● Given records
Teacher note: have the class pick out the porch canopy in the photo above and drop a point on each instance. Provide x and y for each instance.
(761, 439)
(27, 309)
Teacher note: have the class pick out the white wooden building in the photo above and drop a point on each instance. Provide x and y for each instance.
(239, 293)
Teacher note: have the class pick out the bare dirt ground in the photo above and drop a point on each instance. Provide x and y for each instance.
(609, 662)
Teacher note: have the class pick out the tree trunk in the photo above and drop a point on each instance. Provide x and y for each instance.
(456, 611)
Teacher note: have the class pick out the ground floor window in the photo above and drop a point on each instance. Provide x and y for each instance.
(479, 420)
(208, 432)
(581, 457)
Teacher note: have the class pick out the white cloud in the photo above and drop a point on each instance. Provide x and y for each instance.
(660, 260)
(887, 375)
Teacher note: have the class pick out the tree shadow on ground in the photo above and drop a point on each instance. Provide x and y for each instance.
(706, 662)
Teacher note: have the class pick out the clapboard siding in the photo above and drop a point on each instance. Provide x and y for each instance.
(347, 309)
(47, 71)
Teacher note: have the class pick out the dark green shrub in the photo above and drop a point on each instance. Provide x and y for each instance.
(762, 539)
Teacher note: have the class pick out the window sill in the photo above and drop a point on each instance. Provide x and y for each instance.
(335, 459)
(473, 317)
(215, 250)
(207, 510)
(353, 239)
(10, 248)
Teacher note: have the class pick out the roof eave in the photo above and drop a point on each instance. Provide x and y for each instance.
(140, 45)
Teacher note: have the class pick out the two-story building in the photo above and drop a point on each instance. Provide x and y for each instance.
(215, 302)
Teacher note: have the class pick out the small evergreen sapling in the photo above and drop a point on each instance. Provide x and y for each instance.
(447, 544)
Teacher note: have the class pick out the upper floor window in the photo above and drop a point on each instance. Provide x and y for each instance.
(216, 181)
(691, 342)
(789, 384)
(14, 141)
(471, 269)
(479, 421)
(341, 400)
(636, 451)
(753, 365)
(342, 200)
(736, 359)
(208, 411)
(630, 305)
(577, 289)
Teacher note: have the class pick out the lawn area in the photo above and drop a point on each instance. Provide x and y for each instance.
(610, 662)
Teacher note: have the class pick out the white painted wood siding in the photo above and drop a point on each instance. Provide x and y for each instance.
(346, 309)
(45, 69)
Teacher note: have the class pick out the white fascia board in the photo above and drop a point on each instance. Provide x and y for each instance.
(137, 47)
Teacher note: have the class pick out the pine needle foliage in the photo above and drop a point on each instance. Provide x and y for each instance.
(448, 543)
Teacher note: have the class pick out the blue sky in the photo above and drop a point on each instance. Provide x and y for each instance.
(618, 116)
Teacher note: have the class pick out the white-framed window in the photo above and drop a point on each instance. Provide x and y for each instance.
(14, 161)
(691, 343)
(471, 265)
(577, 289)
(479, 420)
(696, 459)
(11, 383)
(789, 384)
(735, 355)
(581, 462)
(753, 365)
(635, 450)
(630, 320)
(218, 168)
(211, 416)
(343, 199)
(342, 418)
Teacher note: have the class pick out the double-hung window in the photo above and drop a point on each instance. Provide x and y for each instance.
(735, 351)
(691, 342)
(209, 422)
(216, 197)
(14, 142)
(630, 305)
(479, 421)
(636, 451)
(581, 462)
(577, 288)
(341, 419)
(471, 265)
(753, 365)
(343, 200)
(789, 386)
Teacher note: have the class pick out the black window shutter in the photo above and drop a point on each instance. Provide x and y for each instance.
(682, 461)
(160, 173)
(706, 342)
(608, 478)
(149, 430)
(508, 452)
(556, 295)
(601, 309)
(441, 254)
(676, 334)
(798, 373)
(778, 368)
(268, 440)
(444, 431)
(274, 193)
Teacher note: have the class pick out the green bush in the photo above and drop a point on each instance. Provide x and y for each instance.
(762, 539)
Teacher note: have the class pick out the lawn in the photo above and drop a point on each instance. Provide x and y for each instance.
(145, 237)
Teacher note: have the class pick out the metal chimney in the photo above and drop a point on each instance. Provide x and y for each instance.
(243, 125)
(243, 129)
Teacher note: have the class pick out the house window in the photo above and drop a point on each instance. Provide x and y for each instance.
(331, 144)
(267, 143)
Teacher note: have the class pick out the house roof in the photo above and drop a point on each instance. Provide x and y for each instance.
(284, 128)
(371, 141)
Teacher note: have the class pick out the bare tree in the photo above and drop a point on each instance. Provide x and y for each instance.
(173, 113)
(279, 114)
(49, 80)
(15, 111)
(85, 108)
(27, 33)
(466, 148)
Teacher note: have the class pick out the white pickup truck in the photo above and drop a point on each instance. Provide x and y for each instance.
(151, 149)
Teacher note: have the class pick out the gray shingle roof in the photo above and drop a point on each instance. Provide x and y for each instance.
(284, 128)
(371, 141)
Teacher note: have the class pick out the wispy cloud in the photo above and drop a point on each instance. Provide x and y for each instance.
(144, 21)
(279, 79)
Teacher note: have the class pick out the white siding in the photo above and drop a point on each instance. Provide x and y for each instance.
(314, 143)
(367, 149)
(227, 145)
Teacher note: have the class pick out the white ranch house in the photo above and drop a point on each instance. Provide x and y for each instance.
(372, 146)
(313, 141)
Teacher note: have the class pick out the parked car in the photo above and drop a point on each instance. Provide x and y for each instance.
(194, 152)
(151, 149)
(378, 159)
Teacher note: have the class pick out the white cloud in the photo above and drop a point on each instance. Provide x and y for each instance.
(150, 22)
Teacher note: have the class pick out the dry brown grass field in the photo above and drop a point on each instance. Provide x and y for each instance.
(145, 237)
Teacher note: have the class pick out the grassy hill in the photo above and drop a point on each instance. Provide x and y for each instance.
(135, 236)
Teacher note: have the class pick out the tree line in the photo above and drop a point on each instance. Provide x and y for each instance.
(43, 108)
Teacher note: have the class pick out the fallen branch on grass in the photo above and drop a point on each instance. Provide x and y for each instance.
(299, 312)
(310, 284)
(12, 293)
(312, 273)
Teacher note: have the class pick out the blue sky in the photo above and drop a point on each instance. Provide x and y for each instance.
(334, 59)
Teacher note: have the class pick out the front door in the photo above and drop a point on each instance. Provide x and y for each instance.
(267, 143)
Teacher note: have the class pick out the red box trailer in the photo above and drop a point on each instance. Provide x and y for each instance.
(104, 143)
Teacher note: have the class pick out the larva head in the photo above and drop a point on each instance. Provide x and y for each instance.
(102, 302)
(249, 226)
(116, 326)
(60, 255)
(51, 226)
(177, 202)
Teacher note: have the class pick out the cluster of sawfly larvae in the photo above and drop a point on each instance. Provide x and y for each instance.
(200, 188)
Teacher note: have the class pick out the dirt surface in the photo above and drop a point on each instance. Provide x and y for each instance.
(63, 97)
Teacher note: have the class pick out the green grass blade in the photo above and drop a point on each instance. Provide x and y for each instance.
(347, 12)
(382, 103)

● Given task
Copy all the material above again, swapping each "drop a point" for "place a marker" and changing nothing else.

● Complete output
Teacher note: have the class pick out the porch canopy in the photo above and place a marker on each instance. Provide x and y for each instance.
(761, 439)
(27, 309)
Teacher note: have the class pick out the white wooden building in the photo above and place a marker on each instance. Provide x and y for each instance.
(239, 293)
Teacher note: have the class pick out the bare dirt ground in the photo above and place a marker on each instance. Provide x and y for each instance.
(609, 662)
Teacher note: have the class pick out the tree trunk in the photo above and place a marker on each instance. Provide x and y for each instance.
(456, 611)
Teacher note: have the class pick out the ground floor window in the photo above and place a marker on each instance. Provide x and y for each instance.
(479, 420)
(208, 432)
(581, 457)
Teacher note: have the class pick out the white cloud in the photo above and place a marker on each instance. Provide x and y for each instance.
(660, 260)
(887, 375)
Teacher note: have the class pick out the tree shadow on ground in the photo above and place a marker on each instance. Provide x and y for each instance.
(706, 662)
Teacher note: have the class pick out the clapboard siding in the photo above and place a marker on each instance. Provide x and y for each instance.
(347, 309)
(47, 71)
Teacher note: have the class pick out the dark green shrub in the photo above and place a marker on each instance. Provide x and y for each instance.
(762, 539)
Teacher note: have the class pick out the window sill in the photo above and place a marker on each instance. Provide x and y for each instance.
(335, 459)
(473, 317)
(215, 250)
(207, 510)
(353, 239)
(10, 248)
Teacher note: have the class pick out the roof eave in the photo above and place a marker on each instance. Provide x and y for each instance.
(140, 45)
Teacher note: have the class pick out the two-story building in the photo above and place a marker on each instance. Provide x and y for each instance.
(215, 302)
Teacher note: have the class pick out the small evergreen sapling in the photo above and place a marker on each instance. Provide x and y for each instance.
(447, 544)
Teacher note: have the class pick out the upper floor window in the photo above and place a marker on each instance. Provide x and y for each instance.
(216, 181)
(691, 342)
(789, 384)
(14, 141)
(471, 269)
(479, 421)
(341, 400)
(636, 451)
(753, 365)
(342, 200)
(736, 359)
(208, 411)
(630, 305)
(577, 289)
Teacher note: have the class pick out the lawn area in the photo above and place a marker on each instance. Provide x and y for each instance.
(610, 662)
Teacher note: have the class pick out the white painted wood siding in the photo above and place a marker on each instance. Provide x and y for each instance.
(346, 309)
(45, 69)
Teacher note: have the class pick out the white fascia board in the photo above and place a marker on each instance. Provide x and y for each instance.
(137, 47)
Teacher note: have the class pick out the pine needle foliage in the photo above and place a marker on each instance. Provide x and y for each instance.
(448, 543)
Teacher note: have the class pick out the blue sky in the photo above and place a marker on each instance. Provide x and y for each instance.
(618, 116)
Teacher note: have the class pick out the white-framed window in the photo above and place a marker on each instance. Provide x and y for each instance.
(14, 161)
(691, 343)
(471, 265)
(577, 289)
(479, 420)
(696, 459)
(11, 383)
(789, 384)
(735, 355)
(581, 462)
(753, 365)
(635, 450)
(630, 320)
(218, 168)
(211, 416)
(343, 199)
(342, 418)
Teacher note: have the class pick out the double-hung window in the photo above and place a marker on each instance. Provide x and y for each instance.
(735, 351)
(691, 342)
(209, 422)
(216, 197)
(14, 142)
(630, 305)
(479, 421)
(636, 451)
(581, 462)
(577, 288)
(341, 419)
(471, 265)
(753, 365)
(343, 200)
(789, 386)
Teacher note: have the class pick out the black window shutter in the photo above and place a marker on each instance. Provide x and y for each instance.
(682, 461)
(160, 173)
(706, 342)
(608, 478)
(149, 430)
(508, 452)
(556, 295)
(601, 309)
(441, 254)
(676, 334)
(798, 373)
(778, 368)
(268, 440)
(444, 431)
(274, 193)
Teacher note: have the class pick out the green bush in the photo above and place a marker on each instance. Provide x and y for each instance.
(762, 539)
Teacher note: have the class pick out the lawn in the photo above and place a marker on each instance. Provide x and y for each instance.
(145, 237)
Teacher note: have the class pick out the metal chimney in the photo above and place a marker on each instance. Provide x and y for each instance.
(243, 125)
(243, 129)
Teacher note: have the class pick out the house window in the photo above and place a marker on each instance. Provide x and y for each instance.
(331, 144)
(267, 143)
Teacher note: have the class pick out the house roof in the photo above and place a marker on each instance. Provide x and y for each instance.
(284, 128)
(371, 141)
Teacher note: have the class pick out the bare tree in the photo above and place a marker on each instance. Provide x and y for each instance.
(173, 113)
(279, 114)
(49, 80)
(15, 111)
(85, 108)
(27, 33)
(466, 148)
Teacher note: have the class pick out the white pickup truck in the photo above and place a marker on each instance. Provide x and y for each instance.
(151, 149)
Teacher note: have the class pick out the gray shingle roof in the photo above and place a marker on each instance. Provide x and y for each instance.
(284, 128)
(371, 141)
Teacher note: have the class pick out the wispy cloud in the photo above and place a marker on each instance. Provide x and y for each instance.
(144, 21)
(279, 79)
Teacher note: have the class pick out the white siding in the photo above and place a marker on each instance. Provide x and y for each instance.
(314, 143)
(367, 149)
(227, 145)
Teacher note: have the class pick out the white ranch house in the photo above and place a marker on each instance. Provide x and y for each instance.
(372, 146)
(313, 141)
Teacher note: have the class pick out the parked car in the photo above and place a marker on each instance. Provide x and y for each instance.
(194, 152)
(151, 149)
(378, 159)
Teacher note: have the class pick out the white cloud in the photo above and place a marker on each instance. Provide x and y for each instance.
(150, 22)
Teacher note: have the class pick out the dry brown grass field in the photo above and place a marker on each instance. Provide x and y for each instance.
(145, 237)
Teacher note: have the class pick out the grassy hill in the photo above and place a marker on each instance. Provide x and y for each instance.
(135, 236)
Teacher note: have the class pick out the tree line in the photo above and place a marker on each instance. Provide x and y for each instance.
(43, 108)
Teacher note: have the class pick out the fallen branch on grass in the photo above and place a marker on each instance. Provide x and y for each instance.
(299, 312)
(310, 284)
(12, 293)
(312, 273)
Teacher note: have the class pick out the blue sky in the photo above and place a marker on each instance. Provide x and y for each instance.
(334, 59)
Teacher note: have the class pick out the front door in the photo above and place a marker on each instance. Provide x and y for each instance.
(267, 143)
Teacher note: have the class pick out the red box trailer in the photo above and place a marker on each instance. Provide x and y for each instance.
(104, 143)
Teacher note: have the class pick out the larva head in the photo above and place a marker on each instance. Provide x and y for each instance.
(102, 302)
(249, 226)
(116, 326)
(60, 255)
(51, 226)
(177, 202)
Teacher note: have the class pick out the cluster of sawfly larvae in the photo above and place a marker on each instance. Provide x and y for each instance.
(200, 188)
Teacher note: have the class pick out the dirt surface in the photo above and place a marker on each instance. Provide x and y for each instance.
(63, 97)
Teacher note: have the class pick out the green grass blade in the photo above and place a marker on each instance. Provide x and y for each instance.
(347, 12)
(382, 103)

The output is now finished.